— START PAGE EXCERPT —

How to get link from ArrayList filling by Jsoup

I trying to parse website. After all links collect to ArrayList, I wanna parse them again, but I have trouble with initialization of them.
This is my ArrayList:
public ArrayList<String> linkList = new ArrayList<String>();
How I collect links in "doInBackground":
try {
Document doc = Jsoup.connect("http://forurl.com/archive/").get();
Element links = doc.select("a[href]");
for (Element link : links)
{
linkList.add(link.attr("abs:href"));
}
}
In "onPostExecute" showing what I get:
lk.setText("Collected: " +linkList.size()); // showing how much is collected
lj.setText("First link: " +linkList.get(0)); // showing first link
Try to parse child links:
public class imgTread extends AsyncTask<Void, Void, Void> {
Bitmap bitmap;
String[] url = {"http://forurl.com/link1/",
"http://forurl.com/link2/"}; // this way work well
protected Void doInBackground(Void... params) {
try {
for (int i = 0; i < url.length; i++){
Document doc1 = Jsoup.connect(url[0]).get(); // connect to 1 link for example
Elements img = doc1.select("#strip");
String imgSrc = img.attr("src");
InputStream input = new java.net.URL(imgSrc).openStream();
bitmap = BitmapFactory.decodeStream(input);
}
} catch (IOException e) {
e.printStackTrace();
}
return null;
}
I traing to make String[] from ArrayList, but it doesn't work.
String[] url = linkList.toArray(new String[linkList.size()]);
Output for this way will be Ljava.lang.String;#45ds364
The idea is 1) collected all links from url; 2) Connect to them 1 by 1 and get that information what I need.
First point work, the second too, but how tie it.
Thanks for any advise.
Working code:
Document doc = Jsoup.connect(url).get(); // connect to site
Elements links = doc.select("a[href]"); // get all links
String link_addr = links.get(3).attr("abs:href"); // choose 3 link
Document link_doc = Jsoup.connect(link_addr).get(); // connetect to it
Elements img = link_doc.select("#strip"); // get all elements by tag #strip
String imgSrc = img.attr("src"); // get url
InputStream input = new java.net.URL(imgSrc).openStream();
bitmap = BitmapFactory.decodeStream(input);
I hope this helps someone.

You are doing many unnecessary steps. You have a perfectly fine collection of Element objects in your Elements links object. Why do you have to add them to an ArrayList?
If I have understood your question correctly, your thought process should be something like this.
Get all the links from a URL
Establish a new connection to each link
Download all the images on that page where the element id = "strip".
Get all the links:
Document doc = Jsoup.connect(url).get();
Elements links = doc.select("a[href]");
doInBackground(links);
Call the doInBackground method with the links as a parameter:
public static void doInBackground(Elements links) throws IOException {
try {
for (Element element : links) {
//Connect to the first link
Document doc = Jsoup.connect(element.attr("abs:href")).get();
//Select all the elements with ID 'strip'
Elements img = doc.select("#strip");
//Get the source of the image
String imgSrc = img.attr("abs:src");
//Open an InputStream
InputStream input = new java.net.URL(imgSrc).openStream();
//Get the image
bitmap = BitmapFactory.decodeStream(input);
...

— END PAGE EXCERPT —
— START MATERIAL —

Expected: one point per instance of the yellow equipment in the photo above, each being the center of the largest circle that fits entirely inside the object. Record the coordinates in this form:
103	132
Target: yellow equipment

— END MATERIAL —

== EXERCISE ==
In the Jsoup forum thread, copy out the passage from "First point work, the" to "this helps someone." character for character.

== IN RESPONSE ==
First point work, the second too, but how tie it.
Thanks for any advise.
Working code:
Document doc = Jsoup.connect(url).get(); // connect to site
Elements links = doc.select("a[href]"); // get all links
String link_addr = links.get(3).attr("abs:href"); // choose 3 link
Document link_doc = Jsoup.connect(link_addr).get(); // connetect to it
Elements img = link_doc.select("#strip"); // get all elements by tag #strip
String imgSrc = img.attr("src"); // get url
InputStream input = new java.net.URL(imgSrc).openStream();
bitmap = BitmapFactory.decodeStream(input);
I hope this helps someone.